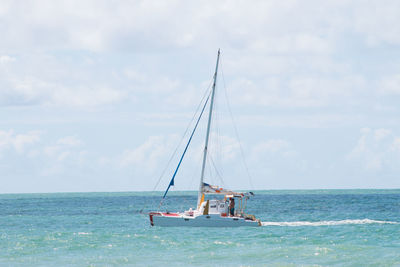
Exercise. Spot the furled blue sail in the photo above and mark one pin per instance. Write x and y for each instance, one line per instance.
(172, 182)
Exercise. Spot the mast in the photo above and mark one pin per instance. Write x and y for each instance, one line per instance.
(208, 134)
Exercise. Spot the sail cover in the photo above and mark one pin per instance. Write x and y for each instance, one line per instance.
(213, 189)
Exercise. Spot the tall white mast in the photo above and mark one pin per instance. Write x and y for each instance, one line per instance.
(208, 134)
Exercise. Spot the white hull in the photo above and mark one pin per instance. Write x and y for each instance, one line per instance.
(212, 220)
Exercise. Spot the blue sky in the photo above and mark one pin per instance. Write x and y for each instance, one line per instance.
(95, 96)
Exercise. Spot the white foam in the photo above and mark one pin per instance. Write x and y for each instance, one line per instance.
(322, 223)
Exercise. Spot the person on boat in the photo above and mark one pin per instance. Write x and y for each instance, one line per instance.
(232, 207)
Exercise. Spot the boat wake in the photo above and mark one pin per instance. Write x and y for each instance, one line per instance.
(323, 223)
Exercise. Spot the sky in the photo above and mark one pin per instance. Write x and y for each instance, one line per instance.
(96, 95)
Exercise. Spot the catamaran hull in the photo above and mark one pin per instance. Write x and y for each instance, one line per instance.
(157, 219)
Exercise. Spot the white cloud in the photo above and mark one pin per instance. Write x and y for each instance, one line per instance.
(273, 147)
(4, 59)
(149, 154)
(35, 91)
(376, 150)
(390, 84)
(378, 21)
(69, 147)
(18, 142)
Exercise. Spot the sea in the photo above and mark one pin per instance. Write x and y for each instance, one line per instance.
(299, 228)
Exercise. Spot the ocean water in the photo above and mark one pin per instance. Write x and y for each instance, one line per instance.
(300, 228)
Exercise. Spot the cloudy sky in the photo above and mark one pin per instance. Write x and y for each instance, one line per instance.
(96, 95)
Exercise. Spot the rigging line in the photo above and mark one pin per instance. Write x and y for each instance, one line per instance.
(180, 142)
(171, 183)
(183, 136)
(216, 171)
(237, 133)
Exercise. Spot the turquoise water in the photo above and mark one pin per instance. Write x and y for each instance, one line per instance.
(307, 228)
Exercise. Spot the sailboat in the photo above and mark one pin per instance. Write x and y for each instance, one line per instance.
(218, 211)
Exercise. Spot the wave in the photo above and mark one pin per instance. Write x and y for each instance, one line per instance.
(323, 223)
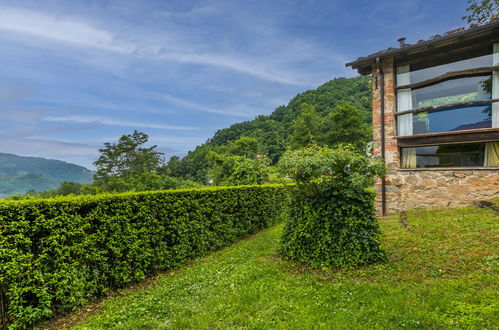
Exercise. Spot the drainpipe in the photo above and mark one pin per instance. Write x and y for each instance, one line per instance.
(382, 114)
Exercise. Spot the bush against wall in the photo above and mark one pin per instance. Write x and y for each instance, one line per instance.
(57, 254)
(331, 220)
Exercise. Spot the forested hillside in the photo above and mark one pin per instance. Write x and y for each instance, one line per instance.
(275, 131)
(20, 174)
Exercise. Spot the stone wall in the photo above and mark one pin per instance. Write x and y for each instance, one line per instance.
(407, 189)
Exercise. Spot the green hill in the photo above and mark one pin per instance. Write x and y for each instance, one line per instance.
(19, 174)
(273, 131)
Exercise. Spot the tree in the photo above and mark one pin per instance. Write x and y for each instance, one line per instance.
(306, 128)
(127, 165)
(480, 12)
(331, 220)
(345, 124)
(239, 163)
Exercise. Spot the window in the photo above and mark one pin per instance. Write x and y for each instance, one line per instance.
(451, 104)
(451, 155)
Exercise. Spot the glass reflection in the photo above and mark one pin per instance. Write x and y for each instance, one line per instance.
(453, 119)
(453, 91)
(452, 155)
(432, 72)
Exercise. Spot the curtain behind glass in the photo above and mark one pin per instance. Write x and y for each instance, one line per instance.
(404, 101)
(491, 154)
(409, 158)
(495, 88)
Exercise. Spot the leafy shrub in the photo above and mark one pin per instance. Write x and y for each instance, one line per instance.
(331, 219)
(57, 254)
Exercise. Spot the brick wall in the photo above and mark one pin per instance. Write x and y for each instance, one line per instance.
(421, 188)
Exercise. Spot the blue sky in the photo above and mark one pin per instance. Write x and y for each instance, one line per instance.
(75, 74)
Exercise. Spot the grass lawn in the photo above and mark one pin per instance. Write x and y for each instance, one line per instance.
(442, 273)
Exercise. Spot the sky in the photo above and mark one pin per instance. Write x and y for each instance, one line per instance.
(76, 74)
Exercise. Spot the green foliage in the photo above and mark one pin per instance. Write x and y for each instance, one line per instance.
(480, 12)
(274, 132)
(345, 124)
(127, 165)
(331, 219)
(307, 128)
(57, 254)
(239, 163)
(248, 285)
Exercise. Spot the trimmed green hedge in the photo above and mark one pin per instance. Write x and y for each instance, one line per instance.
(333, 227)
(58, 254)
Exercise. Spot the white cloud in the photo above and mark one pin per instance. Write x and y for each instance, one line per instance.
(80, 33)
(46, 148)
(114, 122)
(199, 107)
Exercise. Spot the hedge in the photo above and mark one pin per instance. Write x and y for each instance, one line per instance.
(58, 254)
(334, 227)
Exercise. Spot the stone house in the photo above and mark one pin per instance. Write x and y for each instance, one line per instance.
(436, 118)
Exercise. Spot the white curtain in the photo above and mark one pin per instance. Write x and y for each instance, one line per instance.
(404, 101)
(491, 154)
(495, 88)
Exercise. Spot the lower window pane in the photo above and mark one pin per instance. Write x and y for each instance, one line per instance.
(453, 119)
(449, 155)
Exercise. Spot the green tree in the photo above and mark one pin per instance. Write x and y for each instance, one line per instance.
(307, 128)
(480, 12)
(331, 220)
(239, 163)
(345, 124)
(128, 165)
---------------
• [Your task]
Can you scale the material from the line with "Exercise. Spot the green tree" through its end by repeating every line, requests included, with each x and y coordinate in the answers multiplied by 1.4 and rounded to a whole number, halves rounding up?

• [The reply]
Exercise. Spot the green tree in the photo above and mark one pin per instance. Write x and y for each instance, one line per instance.
(430, 179)
(672, 17)
(463, 308)
(335, 228)
(483, 174)
(179, 231)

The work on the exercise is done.